◆ **Extract to read**:

_ _ _ _ _ _ _

Some of the guns were also left in the Boland house, 15 Marino Crescent, Clontarf. Kathleen Boland (sister of Harry and Gerald) said in her statement to the Irish Bureau of Military History:

In July 1914, when the guns were brought in at Howth, my brothers were in Dungarvan but I was at home in Marino Crescent, Clontarf. When the volunteers were coming back, I knew some of them who were returning by the laneway at the back of our house, and I told them they could throw their guns into the garden and I would mind them for them. They came back for them a short time afterwards.

== Bachelors Walk ==

By this stage a crowd had gathered, and on seeing the soldiers frustrated they began to heckle and jeer. Whilst returning to their barracks, some soldiers from the Borderers reached Bachelors Walk, where they came across an unarmed but hostile crowd who baited them. The crowd mocked them for not seizing the arms. An officer who had joined them en route was unaware that their arms were prepared to fire, and gave the order to face the crowd. While he was addressing the civilians, a shot was fired by one of the troops and this was followed by a volley. Three people were killed instantly—Mrs. Duffy, James Brennan and Patrick Quinn—and thirty-eight were injured. One man, Sylvester Pidgeon, died later of bayonet wounds.

A subsequent commission of inquiry censured the city's calling out the military. The incident and casualties caused widespread outrage throughout Ireland.

== Comparison with the Larne gun-running ==
Regardless of claims of collusion between the Ulster Volunteers and the authorities over the Larne gun-running, in contrast to the Irish Volunteers who were intercepted by the police and army, the manner of both gun-runnings say more about the strategies used by either side. Whilst the Ulster Volunteers planned theirs as a secret operation to arm their members, Bulmer Hobson of the Irish Volunteers sought to create a propaganda coup. The Irish Volunteers landed their arms in daylight, under a "blaze of publicity", as close to the capital, Dublin, as possible. By contrast, the Ulster Volunteers split their weapons into three caches, used a decoy vessel to distract the authorities, and landed their arms under the cover of darkness.

The weapons obtained by each group were quite different. The unionists had landed some 24,600 rifles, mostly Gewehr 88s and M1870/87 Vetterli-Vitalis of the next generation of rifles, each with a magazine for rapid firing and smokeless powder ammunition in stripper clips for faster loading. Smokeless powder yields about 4 times the energy of black powder, resulting in flatter trajectories and longer range, and produces less muzzle blast than black powder.

With limited funds, the Irish Volunteers bought only 1500 19th-century Mauser M1871, which used gunpowder (black powder) that can foul a gun after several shots, and required each round to be hand-loaded individually. Patrick Pearse complained in a letter to Joseph McGarrity that the rifles were of an "antiquated type". The comparison adds to the conclusion that the Howth guns were bought primarily for the publicity effect and, while lethal, did not compare to the Larne guns on a like-for-like basis. Given his experience in the Second Boer War, Childers would have been well aware of these differences.

_ _ _ _ _ _ _

Referring-expression data
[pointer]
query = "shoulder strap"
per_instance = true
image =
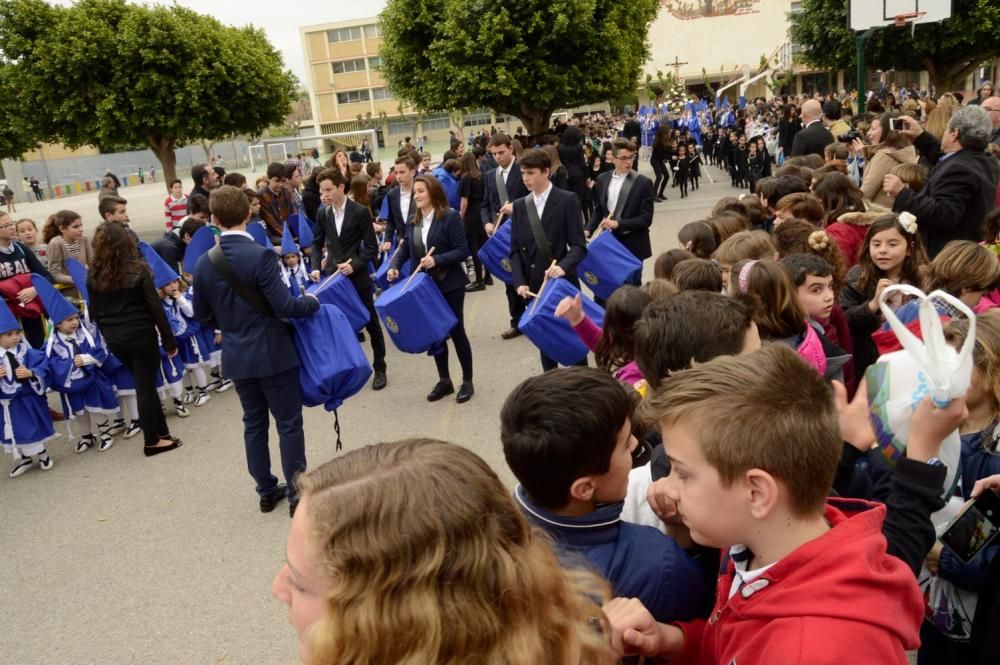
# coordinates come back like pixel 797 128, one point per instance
pixel 252 298
pixel 541 242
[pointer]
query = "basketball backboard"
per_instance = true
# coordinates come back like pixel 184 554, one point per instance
pixel 866 14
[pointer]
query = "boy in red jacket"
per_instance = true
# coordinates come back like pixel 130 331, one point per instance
pixel 803 581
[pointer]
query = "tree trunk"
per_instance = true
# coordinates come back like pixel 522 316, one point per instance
pixel 163 148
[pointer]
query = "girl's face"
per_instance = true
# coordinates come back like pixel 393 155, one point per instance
pixel 300 584
pixel 74 231
pixel 888 250
pixel 27 233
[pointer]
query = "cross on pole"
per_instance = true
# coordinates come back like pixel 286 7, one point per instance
pixel 676 64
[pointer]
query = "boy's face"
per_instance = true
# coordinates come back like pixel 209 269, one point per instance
pixel 816 296
pixel 611 487
pixel 9 339
pixel 70 325
pixel 120 214
pixel 717 516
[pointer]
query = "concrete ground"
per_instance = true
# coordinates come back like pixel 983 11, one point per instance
pixel 112 558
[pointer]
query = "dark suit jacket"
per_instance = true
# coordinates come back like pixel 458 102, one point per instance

_ _ _ _ _ _ _

◆ **The task**: Can you quote, word for word, the passage on the Howth gun-running, starting with "A subsequent commission" and going on through "outrage throughout Ireland."?

◆ **The completed task**:
A subsequent commission of inquiry censured the city's calling out the military. The incident and casualties caused widespread outrage throughout Ireland.